▸ DATA SHOWN
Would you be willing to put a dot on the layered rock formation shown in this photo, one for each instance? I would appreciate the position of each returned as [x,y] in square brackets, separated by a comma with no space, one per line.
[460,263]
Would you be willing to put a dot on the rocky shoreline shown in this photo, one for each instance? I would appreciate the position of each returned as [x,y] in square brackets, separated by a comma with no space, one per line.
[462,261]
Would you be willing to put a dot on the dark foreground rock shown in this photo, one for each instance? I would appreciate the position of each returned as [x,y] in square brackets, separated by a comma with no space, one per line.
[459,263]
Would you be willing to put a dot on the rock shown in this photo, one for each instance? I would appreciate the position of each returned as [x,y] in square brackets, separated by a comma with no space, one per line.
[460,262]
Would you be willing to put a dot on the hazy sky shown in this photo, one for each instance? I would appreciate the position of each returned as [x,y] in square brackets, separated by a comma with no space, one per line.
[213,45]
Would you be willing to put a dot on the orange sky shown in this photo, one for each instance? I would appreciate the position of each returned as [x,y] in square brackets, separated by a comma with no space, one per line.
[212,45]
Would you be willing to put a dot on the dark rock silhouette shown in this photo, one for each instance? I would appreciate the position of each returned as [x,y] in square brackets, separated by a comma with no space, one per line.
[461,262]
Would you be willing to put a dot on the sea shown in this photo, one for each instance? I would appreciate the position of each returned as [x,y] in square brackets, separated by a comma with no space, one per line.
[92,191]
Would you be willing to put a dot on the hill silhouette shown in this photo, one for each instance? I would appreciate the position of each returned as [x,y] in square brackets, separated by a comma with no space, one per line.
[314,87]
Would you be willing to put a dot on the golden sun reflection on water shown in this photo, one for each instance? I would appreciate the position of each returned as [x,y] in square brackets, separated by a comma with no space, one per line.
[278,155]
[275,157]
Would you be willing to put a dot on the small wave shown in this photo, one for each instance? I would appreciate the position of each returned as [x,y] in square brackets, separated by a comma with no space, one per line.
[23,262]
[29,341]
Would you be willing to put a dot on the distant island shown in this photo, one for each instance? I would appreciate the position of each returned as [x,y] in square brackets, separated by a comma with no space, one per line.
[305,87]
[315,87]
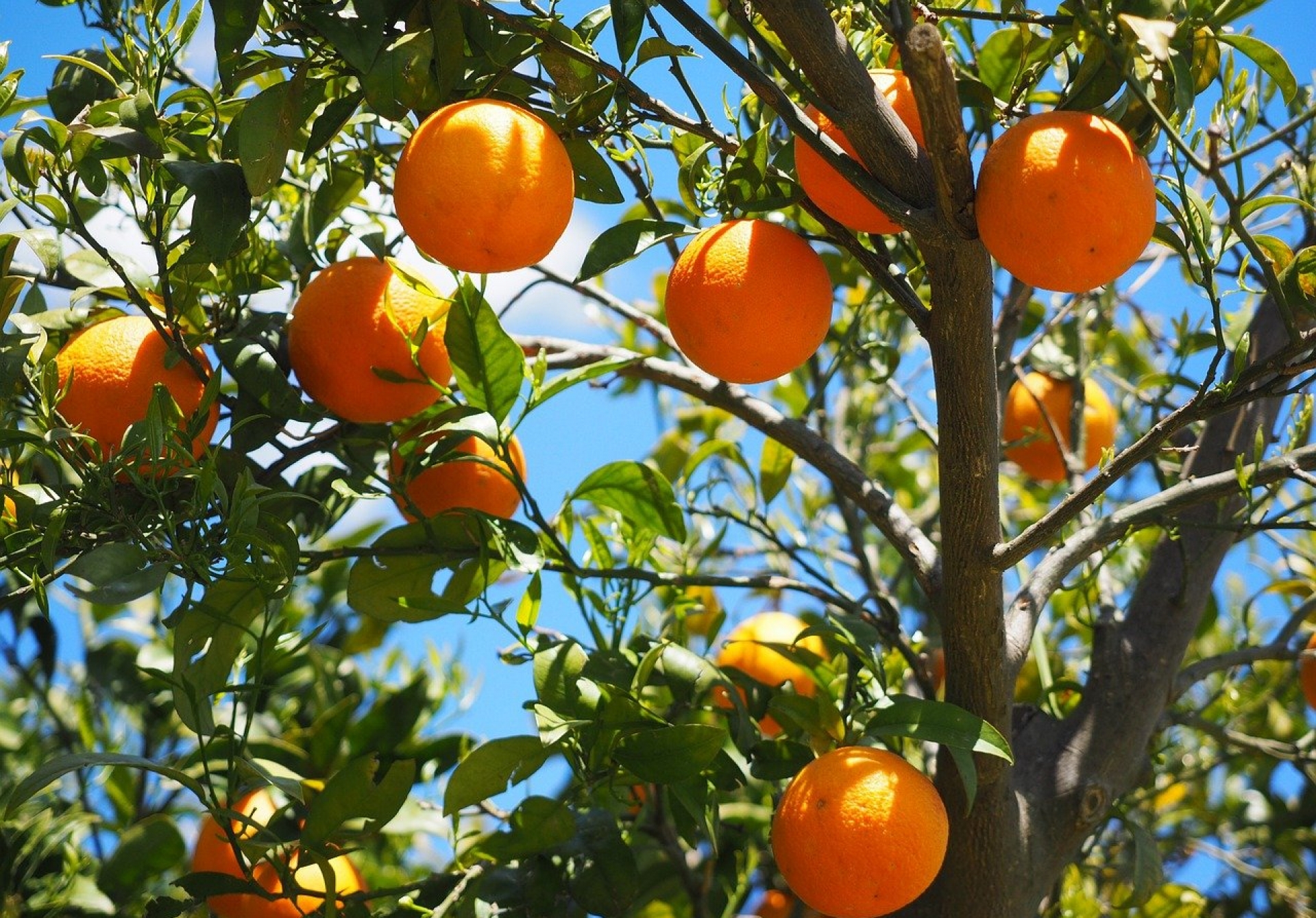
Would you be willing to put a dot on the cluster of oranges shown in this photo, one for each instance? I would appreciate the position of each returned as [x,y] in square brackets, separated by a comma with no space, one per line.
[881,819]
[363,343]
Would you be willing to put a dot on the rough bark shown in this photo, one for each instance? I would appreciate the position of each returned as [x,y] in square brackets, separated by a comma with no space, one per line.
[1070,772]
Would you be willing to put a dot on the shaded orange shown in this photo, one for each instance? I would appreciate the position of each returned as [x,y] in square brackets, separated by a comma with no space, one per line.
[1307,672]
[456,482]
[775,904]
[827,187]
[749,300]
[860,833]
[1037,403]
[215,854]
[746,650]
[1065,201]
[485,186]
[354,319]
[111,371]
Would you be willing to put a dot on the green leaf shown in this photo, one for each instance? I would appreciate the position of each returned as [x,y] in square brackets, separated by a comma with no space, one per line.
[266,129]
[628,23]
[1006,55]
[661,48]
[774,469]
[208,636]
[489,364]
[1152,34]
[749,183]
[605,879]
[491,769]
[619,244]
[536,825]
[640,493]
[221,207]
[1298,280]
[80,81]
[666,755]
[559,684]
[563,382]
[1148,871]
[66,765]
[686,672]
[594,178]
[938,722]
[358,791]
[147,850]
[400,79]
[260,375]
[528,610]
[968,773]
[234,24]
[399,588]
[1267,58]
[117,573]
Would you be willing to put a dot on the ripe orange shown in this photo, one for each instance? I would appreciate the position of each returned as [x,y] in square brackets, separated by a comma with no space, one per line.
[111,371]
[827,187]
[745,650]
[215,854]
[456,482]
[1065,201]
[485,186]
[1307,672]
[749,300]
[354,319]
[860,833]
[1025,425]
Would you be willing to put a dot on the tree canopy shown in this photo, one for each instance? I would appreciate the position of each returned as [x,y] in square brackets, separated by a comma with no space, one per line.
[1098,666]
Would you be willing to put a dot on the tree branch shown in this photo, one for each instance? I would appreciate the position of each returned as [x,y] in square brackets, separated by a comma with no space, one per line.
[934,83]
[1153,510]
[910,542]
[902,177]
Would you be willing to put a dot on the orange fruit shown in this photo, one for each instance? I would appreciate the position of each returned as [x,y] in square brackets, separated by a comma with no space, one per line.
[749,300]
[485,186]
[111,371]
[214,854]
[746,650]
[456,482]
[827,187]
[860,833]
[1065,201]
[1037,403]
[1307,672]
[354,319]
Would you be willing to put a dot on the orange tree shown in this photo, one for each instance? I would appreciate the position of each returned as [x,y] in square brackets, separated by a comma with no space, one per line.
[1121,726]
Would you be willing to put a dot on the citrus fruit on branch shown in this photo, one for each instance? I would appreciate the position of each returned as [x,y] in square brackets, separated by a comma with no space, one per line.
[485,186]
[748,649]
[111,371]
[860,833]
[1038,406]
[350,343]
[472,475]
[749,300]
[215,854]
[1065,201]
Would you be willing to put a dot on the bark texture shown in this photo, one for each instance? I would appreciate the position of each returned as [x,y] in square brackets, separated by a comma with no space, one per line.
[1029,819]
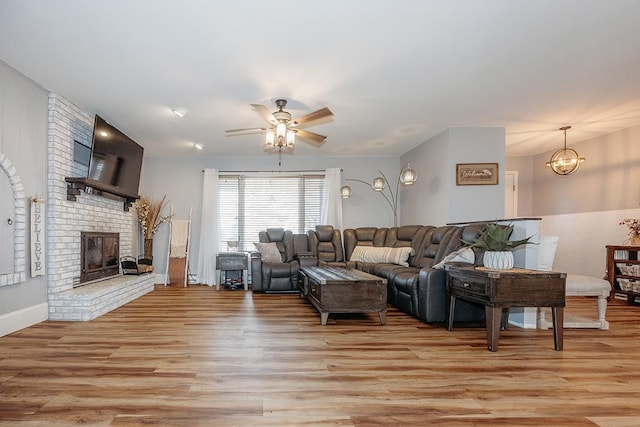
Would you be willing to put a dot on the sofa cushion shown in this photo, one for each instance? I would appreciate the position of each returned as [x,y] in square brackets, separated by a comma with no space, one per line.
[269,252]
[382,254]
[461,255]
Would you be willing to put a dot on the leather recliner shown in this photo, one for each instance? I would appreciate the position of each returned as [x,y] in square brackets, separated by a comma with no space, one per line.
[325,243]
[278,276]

▸ ASSIGNED TASK
Would you return the data exactly as written, without the pictures?

▸ COMPLETED EXERCISE
Would you be willing to put a dot on the layered rock formation shown in this photo, one for each instance? I would appreciate the position of each returned as [x,y] in square brackets, separated by a comma with no space, one per line.
[460,263]
Would you be willing to put a dot on the rocky shoreline shown in this photo, one for each instance? I would appreciate the position of each returned as [x,y] in square brackets, separated by a comma with no space, one per line.
[462,261]
Would you be willing to put a dot on the dark foreground rock shown in this photo, one for each instance? I would appreciate the position of each returned as [x,y] in square brackets, separated by a comma with no space, one per line.
[459,263]
Would you be willing to put a dot on the rock shown in this photo, one for each instance? I would appreciate the position of each returned as [x,y] in square brackets, separated by a comma with no space, one per line.
[460,262]
Would you be willing to put a dot on the hazy sky shown in this photo, one for each instance? I would appreciate the position of each returned as [x,y] in square brackets, separated by a comma with no space, one per line.
[213,45]
Would you be willing to put a dot on the orange sky shown in this photo, one for each instance? I would appreciate the position of each returned as [x,y] in square brackets, separated by a comma with no space, one per line.
[212,45]
Would you be willing to put a dot on the dark rock silhouette shown in this photo, one for each instance? I would appreciate the position of each returned as [x,y] in square brackets, separated by a comma with no space, one per line.
[461,262]
Would you be willing to put a dot on the sea shown in this photo, one for each instance? I would appreciate the position of each returned as [x,y] in square brackets, separated by a comma with no space, one per line.
[92,191]
Would you be willing to put a dot on the hill silhouette shown in this photo, one for each instance? I would appreciate the position of each returned as [x,y] in square brackets, separated by a comma with no space, one per line.
[314,87]
Would you be willing to put a dot on the golden sun reflection on water shown in this photo, one for each instance? I would appreciate the position of each returned as [x,y] in square brackets, separated by a comma with no space, one per line.
[278,155]
[275,157]
Would you be willing to put a dot on the small wave shown in this photo, one for each instance? I would appreciate the position of each returned as [x,y] in square brackets, separated by a comma with no space, one per line.
[23,262]
[29,341]
Would you be willing to put a dot on the distant island shown in this photo, one for each instance? I would appreciate the position of each returned as [x,y] in square brackets, separated by a comma with no space, one per line.
[305,87]
[315,87]
Would you be willing to put a dot on the cluster of oranges shown in this photo, one for each instance? I would appreciate the position of each returned as [x,y] in square brackets, separated by a comma with no space, one per line.
[881,819]
[363,343]
Would you be willing to put a dot on the rough bark shown in this photo, one for each instance? I would appreciate the position of each returned as [x,y] in square brackets, separated by a comma with no space, one per line.
[1070,772]
Would you be willing to put a dot on the shaded orange shown in this photo, one for each instance? I would appreciate the position of each returned as [x,y] in square brackets, separated by a comma with no space, one per line.
[1307,672]
[456,482]
[775,904]
[827,187]
[749,300]
[860,833]
[1037,403]
[215,854]
[746,650]
[1065,201]
[485,186]
[354,319]
[111,371]
Would you be willing to put a dot on the green leaf shown in this photo, one for each instance? I would appreciate the position of each returned as [x,y] in square brackets, separated by a comma with no space, one per line.
[266,129]
[628,23]
[1006,55]
[661,48]
[774,469]
[208,636]
[489,364]
[1152,34]
[749,183]
[605,879]
[491,769]
[619,244]
[536,825]
[640,493]
[221,207]
[1298,280]
[80,81]
[666,755]
[559,684]
[563,382]
[1148,871]
[66,765]
[686,672]
[594,178]
[938,722]
[358,791]
[147,850]
[400,79]
[260,375]
[528,610]
[968,773]
[234,24]
[399,588]
[1267,58]
[117,573]
Would you be willing to put a dot on the ripe orange shown in this photo, one for each instance? I would appreciate the position of each returned as [x,y] in square brackets, separated by a comma with no space, one per line.
[111,371]
[827,187]
[745,650]
[215,854]
[456,482]
[1065,201]
[485,186]
[1307,672]
[749,300]
[354,319]
[860,833]
[1025,425]
Would you be willing to put a dot on the tree canopy shown in this photo, one for each instance? I would appreciate the position of each returned as [x,y] in square brackets, separated by a comma with no space, one per line.
[1098,666]
Would you be willing to put a dot on the tree branch shown in this photo, one for each instance? I would appreciate the position of each returned as [x,y] in square brackets, separated by a comma with no space, one per line.
[934,83]
[1153,510]
[910,542]
[902,177]
Would you be willing to put a dot on the orange fruit shown in this photo, one for each instance? I would appreciate the position of each returned as [x,y] in square brackets, separated by a comma with no space, one per line.
[749,300]
[485,186]
[111,371]
[214,854]
[746,650]
[456,482]
[827,187]
[860,833]
[1065,201]
[1037,403]
[1307,672]
[354,319]
Would you be willing to put a dot on the orange tree shown in this photo, one for each instance? I would appreciate the position of each returned as [x,y] in square brackets, separated by a comma with no space, one per line.
[1121,726]
Would you be willing to put a dot on the citrus fruit on branch shown in this photo, one for each instance? I would appreciate the position of each returned as [x,y] in square brackets, separated by a comma with no space, one per line.
[485,186]
[748,649]
[111,371]
[860,833]
[1038,406]
[350,343]
[472,475]
[749,300]
[215,854]
[1065,201]
Would you be willing to put a dot on the bark texture shown in this photo, one for each instance? I would appreciate the position of each returned as [x,y] in square brackets, separated by a comma with no space, one per line.
[1029,819]
Would you be willing to put a dot on the sofa cushion shown in this photo, one for each instance? I would appreciate the position of each returned as [x,y] in square brackets, separated by a comma with no space, one per line.
[269,252]
[382,254]
[461,255]
Would you be willing to put a dot on the leather recliner shown in this photo, one for each instance? I would appreciate the position of each returned as [x,y] in square brackets, separated by a comma with no space, one per line.
[325,243]
[278,276]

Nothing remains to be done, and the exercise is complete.